• SOURCE RECORDS:
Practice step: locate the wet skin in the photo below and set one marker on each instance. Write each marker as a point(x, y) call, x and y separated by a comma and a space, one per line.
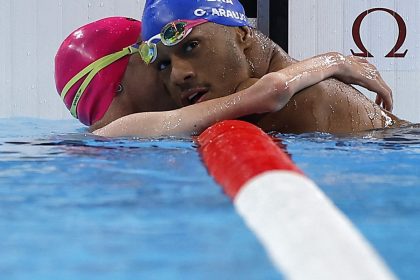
point(142, 92)
point(215, 61)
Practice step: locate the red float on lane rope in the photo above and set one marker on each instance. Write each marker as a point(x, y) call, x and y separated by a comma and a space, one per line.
point(305, 235)
point(235, 151)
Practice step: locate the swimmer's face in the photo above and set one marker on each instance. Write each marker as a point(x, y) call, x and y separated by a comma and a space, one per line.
point(142, 91)
point(207, 64)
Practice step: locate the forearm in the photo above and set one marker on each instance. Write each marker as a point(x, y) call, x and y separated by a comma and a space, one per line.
point(308, 72)
point(185, 121)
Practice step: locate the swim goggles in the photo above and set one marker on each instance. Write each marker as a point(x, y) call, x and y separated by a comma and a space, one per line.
point(91, 70)
point(170, 35)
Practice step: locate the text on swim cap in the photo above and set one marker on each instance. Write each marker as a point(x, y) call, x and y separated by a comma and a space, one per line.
point(220, 12)
point(223, 1)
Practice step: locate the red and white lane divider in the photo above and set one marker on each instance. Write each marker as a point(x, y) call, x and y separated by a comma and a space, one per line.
point(305, 235)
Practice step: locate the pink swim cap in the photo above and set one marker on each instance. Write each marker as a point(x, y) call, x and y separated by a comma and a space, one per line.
point(107, 42)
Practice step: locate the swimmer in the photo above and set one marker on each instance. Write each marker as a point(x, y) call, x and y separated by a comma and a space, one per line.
point(206, 49)
point(106, 85)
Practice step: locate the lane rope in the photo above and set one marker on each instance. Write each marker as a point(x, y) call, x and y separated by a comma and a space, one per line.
point(305, 235)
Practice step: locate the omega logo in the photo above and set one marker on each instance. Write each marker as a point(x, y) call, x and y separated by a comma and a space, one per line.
point(400, 40)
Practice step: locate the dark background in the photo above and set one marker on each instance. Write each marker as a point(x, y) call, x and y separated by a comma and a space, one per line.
point(279, 21)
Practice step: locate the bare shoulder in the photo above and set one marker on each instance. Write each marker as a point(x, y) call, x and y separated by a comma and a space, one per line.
point(279, 59)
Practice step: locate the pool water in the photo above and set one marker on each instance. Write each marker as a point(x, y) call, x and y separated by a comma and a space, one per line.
point(75, 206)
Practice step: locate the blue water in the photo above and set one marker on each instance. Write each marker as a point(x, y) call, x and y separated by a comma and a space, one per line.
point(73, 206)
point(374, 178)
point(77, 207)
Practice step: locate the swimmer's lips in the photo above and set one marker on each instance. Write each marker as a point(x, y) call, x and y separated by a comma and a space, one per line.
point(194, 95)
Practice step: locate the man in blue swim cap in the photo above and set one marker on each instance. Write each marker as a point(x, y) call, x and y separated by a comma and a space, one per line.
point(204, 49)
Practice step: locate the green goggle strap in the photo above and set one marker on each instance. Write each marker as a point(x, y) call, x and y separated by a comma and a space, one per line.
point(92, 69)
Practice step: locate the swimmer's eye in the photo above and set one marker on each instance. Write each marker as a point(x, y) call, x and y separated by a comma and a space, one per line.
point(188, 47)
point(163, 65)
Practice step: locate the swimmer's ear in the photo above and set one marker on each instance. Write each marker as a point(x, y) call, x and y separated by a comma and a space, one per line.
point(244, 36)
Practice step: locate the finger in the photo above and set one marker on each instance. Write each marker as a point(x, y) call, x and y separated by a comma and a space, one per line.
point(388, 100)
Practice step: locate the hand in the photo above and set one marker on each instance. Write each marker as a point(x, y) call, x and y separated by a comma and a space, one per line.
point(357, 70)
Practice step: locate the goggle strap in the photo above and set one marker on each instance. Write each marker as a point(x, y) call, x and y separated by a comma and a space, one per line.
point(92, 69)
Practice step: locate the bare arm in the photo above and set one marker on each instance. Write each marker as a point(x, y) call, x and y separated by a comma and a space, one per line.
point(269, 94)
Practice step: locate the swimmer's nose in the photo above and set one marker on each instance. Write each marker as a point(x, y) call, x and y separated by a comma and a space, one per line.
point(182, 72)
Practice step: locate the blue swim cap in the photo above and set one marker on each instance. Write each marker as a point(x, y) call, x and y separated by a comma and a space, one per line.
point(158, 13)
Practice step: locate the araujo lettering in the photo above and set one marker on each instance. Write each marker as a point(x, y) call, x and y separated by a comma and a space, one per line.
point(223, 1)
point(401, 36)
point(220, 12)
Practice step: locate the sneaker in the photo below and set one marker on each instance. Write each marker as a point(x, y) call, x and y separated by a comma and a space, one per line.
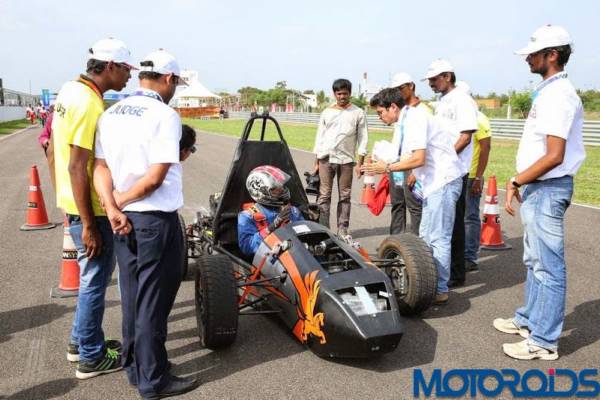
point(73, 349)
point(508, 326)
point(527, 351)
point(110, 362)
point(441, 298)
point(176, 386)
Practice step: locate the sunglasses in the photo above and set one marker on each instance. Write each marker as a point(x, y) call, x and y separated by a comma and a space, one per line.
point(124, 66)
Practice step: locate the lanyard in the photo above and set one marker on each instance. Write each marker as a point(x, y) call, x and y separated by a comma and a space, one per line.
point(402, 128)
point(148, 93)
point(543, 84)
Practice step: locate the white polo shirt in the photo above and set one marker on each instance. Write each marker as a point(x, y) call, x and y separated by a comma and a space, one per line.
point(556, 110)
point(424, 131)
point(132, 135)
point(458, 113)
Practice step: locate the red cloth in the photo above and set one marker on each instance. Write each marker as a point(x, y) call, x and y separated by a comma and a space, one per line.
point(377, 204)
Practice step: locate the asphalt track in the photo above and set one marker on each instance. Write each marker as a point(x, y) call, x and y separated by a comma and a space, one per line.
point(266, 362)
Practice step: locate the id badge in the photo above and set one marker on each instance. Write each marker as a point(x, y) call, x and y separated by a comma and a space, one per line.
point(398, 178)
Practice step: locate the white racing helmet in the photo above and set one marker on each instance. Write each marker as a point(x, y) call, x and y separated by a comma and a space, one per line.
point(266, 185)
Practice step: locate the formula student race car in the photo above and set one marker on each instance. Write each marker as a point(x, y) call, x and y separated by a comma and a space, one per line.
point(333, 296)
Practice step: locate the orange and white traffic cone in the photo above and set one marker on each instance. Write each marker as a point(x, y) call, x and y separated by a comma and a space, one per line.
point(37, 218)
point(491, 233)
point(68, 286)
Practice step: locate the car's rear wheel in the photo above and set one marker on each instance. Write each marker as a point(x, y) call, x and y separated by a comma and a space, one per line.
point(216, 301)
point(185, 262)
point(415, 278)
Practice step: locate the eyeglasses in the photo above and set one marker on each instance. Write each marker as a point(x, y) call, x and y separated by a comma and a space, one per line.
point(127, 67)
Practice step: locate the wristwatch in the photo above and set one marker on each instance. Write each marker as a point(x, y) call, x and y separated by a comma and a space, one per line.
point(514, 182)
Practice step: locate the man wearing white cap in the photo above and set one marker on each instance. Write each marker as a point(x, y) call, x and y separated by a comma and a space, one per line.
point(402, 182)
point(78, 106)
point(139, 178)
point(458, 111)
point(550, 153)
point(427, 150)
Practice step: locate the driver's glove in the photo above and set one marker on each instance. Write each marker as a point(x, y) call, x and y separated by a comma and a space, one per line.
point(282, 218)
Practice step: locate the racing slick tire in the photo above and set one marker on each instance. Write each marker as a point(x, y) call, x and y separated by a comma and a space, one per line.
point(215, 292)
point(185, 262)
point(416, 282)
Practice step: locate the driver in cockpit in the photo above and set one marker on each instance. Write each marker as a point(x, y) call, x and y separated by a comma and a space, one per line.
point(270, 210)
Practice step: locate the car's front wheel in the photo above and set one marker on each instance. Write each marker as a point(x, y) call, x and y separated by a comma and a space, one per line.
point(216, 301)
point(415, 276)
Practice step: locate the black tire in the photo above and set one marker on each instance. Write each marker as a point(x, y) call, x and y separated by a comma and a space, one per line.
point(420, 272)
point(216, 301)
point(185, 262)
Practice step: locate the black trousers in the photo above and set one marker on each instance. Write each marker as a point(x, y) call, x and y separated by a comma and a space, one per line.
point(402, 201)
point(457, 256)
point(149, 276)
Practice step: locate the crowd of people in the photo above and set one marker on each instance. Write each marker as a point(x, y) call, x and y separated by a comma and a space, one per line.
point(118, 178)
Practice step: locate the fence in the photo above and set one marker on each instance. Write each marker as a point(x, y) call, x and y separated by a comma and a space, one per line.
point(504, 128)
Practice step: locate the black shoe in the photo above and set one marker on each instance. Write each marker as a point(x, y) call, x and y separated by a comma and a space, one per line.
point(176, 386)
point(472, 266)
point(110, 362)
point(169, 367)
point(456, 283)
point(73, 349)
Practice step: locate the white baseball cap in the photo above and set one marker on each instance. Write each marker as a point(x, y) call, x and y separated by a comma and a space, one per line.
point(161, 62)
point(111, 49)
point(400, 79)
point(464, 86)
point(544, 37)
point(437, 67)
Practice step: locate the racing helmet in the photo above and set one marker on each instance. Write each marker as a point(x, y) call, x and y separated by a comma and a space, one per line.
point(266, 185)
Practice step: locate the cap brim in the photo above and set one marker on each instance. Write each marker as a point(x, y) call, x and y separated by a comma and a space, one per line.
point(525, 51)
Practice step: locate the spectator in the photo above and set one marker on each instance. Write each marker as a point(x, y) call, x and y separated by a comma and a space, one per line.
point(45, 140)
point(458, 111)
point(78, 106)
point(138, 154)
point(401, 182)
point(429, 152)
point(272, 208)
point(549, 155)
point(342, 129)
point(482, 143)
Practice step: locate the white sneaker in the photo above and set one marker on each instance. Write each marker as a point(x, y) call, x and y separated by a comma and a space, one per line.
point(527, 351)
point(508, 326)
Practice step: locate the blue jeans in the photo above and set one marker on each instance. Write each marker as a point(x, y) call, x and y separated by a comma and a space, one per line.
point(543, 211)
point(437, 223)
point(94, 277)
point(472, 224)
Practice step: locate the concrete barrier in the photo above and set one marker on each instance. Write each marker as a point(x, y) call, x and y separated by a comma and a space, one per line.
point(12, 113)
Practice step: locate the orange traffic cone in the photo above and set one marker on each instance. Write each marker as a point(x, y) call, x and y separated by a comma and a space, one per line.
point(37, 218)
point(68, 285)
point(491, 233)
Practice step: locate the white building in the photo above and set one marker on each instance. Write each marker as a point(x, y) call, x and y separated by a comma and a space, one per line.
point(195, 94)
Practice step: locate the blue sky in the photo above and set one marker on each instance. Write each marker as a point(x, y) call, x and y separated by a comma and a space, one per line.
point(236, 43)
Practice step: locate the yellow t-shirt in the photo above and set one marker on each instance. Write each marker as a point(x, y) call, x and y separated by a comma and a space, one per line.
point(483, 131)
point(76, 112)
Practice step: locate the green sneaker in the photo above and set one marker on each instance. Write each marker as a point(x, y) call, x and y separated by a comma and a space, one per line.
point(110, 362)
point(73, 349)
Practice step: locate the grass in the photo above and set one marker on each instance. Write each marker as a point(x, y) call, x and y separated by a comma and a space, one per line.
point(501, 164)
point(12, 126)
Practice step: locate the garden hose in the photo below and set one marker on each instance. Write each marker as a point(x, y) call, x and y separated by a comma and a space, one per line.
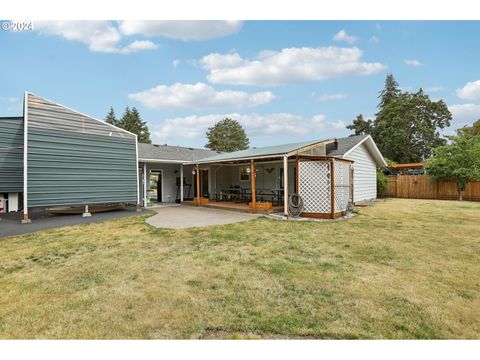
point(295, 205)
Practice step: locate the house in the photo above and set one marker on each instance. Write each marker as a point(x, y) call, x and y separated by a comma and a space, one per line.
point(166, 172)
point(58, 156)
point(54, 155)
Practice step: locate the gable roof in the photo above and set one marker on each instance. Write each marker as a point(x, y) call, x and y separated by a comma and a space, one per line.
point(341, 147)
point(167, 153)
point(261, 152)
point(349, 144)
point(344, 145)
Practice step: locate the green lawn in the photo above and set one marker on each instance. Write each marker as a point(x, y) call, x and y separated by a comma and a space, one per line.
point(400, 269)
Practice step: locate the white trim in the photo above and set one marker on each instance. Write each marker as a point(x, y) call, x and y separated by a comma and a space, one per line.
point(311, 146)
point(25, 153)
point(378, 153)
point(164, 161)
point(161, 172)
point(181, 183)
point(285, 185)
point(206, 161)
point(78, 112)
point(144, 184)
point(136, 170)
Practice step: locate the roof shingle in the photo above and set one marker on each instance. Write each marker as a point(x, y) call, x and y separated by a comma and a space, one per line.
point(175, 153)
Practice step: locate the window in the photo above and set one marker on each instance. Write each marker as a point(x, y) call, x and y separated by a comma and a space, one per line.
point(244, 174)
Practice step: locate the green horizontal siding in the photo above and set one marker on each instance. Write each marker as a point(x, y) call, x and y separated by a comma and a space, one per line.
point(80, 168)
point(11, 155)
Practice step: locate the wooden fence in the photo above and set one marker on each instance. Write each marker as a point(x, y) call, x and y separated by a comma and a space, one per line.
point(421, 187)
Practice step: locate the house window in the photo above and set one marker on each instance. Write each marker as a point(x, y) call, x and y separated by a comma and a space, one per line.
point(244, 174)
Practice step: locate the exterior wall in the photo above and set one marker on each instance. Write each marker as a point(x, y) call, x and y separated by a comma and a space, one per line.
point(11, 155)
point(170, 172)
point(76, 160)
point(365, 174)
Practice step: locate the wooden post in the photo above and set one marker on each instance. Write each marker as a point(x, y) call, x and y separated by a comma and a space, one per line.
point(181, 183)
point(332, 187)
point(296, 174)
point(253, 178)
point(285, 185)
point(197, 173)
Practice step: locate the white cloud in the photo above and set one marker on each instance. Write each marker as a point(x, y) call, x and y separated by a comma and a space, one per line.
point(434, 89)
point(463, 114)
point(198, 96)
point(329, 97)
point(413, 62)
point(471, 90)
point(195, 126)
point(288, 66)
point(107, 36)
point(99, 36)
point(12, 104)
point(343, 36)
point(138, 45)
point(184, 30)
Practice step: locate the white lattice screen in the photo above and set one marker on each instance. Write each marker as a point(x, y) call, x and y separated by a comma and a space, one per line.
point(314, 185)
point(341, 175)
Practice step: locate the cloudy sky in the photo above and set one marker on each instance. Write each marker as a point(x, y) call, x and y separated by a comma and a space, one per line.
point(285, 81)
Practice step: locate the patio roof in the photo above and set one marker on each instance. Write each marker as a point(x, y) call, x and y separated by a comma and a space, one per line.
point(262, 152)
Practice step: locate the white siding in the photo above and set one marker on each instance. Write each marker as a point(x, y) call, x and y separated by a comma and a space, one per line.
point(365, 174)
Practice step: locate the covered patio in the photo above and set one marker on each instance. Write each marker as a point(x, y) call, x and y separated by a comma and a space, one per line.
point(260, 180)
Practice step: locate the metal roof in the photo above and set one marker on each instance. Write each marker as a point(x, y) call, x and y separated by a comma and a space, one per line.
point(173, 153)
point(256, 152)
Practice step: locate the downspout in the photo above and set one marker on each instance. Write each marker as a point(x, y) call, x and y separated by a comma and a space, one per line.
point(25, 219)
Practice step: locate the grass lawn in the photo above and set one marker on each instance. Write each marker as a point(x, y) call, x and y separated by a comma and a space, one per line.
point(400, 269)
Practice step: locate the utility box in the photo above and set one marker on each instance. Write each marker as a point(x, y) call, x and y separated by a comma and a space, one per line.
point(12, 202)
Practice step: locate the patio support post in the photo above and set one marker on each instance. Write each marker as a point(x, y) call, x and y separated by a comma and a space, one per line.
point(254, 186)
point(285, 185)
point(197, 173)
point(181, 183)
point(144, 184)
point(332, 188)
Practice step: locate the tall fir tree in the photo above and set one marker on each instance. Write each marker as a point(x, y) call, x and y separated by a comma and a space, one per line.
point(406, 124)
point(361, 126)
point(227, 135)
point(131, 121)
point(111, 119)
point(389, 93)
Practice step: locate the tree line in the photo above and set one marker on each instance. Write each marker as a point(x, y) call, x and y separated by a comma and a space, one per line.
point(130, 121)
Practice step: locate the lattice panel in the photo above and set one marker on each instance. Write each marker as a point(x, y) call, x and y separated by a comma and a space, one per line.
point(314, 185)
point(341, 185)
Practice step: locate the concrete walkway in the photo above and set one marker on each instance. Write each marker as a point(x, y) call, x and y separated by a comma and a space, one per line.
point(181, 217)
point(41, 220)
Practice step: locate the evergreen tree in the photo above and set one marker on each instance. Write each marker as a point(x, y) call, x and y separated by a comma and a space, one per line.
point(469, 131)
point(131, 121)
point(406, 125)
point(111, 119)
point(361, 126)
point(458, 161)
point(227, 135)
point(390, 92)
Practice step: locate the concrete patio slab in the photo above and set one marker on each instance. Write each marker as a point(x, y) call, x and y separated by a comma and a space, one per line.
point(183, 216)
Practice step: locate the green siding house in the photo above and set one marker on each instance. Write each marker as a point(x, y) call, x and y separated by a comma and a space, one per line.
point(54, 156)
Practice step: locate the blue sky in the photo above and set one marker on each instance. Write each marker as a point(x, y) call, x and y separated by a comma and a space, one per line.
point(285, 81)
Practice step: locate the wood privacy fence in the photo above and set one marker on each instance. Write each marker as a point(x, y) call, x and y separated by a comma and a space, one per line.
point(421, 187)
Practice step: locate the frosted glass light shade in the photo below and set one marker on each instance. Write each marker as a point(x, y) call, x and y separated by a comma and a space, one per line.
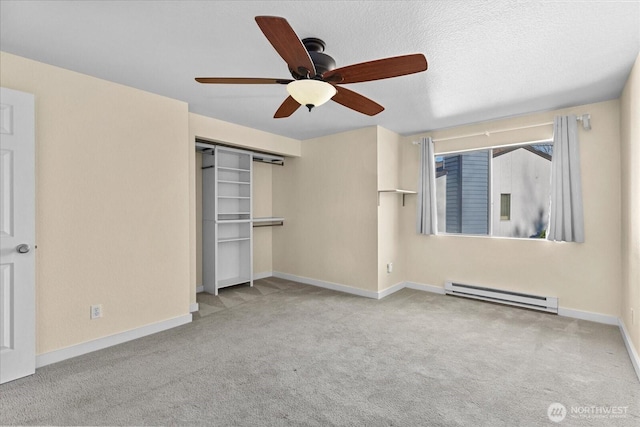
point(311, 93)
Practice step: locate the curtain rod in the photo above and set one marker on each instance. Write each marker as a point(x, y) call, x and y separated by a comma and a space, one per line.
point(584, 118)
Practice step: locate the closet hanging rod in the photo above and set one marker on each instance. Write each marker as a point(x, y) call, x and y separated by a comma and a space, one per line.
point(274, 224)
point(584, 118)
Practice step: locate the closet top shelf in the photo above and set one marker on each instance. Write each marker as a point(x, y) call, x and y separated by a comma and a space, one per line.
point(226, 168)
point(397, 190)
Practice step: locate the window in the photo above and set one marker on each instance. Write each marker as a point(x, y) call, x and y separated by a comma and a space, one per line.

• WHAT YOU NEED TO DO:
Rewrite the material from the line with "Practice step: locate the bare shoulder" to the line with "point(279, 59)" as a JSON list of strings, one string per line, leaving out blank lines.

• RESULT OF THIS EXERCISE:
[
  "Practice step: locate the bare shoulder in the photo above and set one marker on each instance. Write each marker as a point(x, y) call, x and y separated by a comma and a space, one per line.",
  "point(279, 59)"
]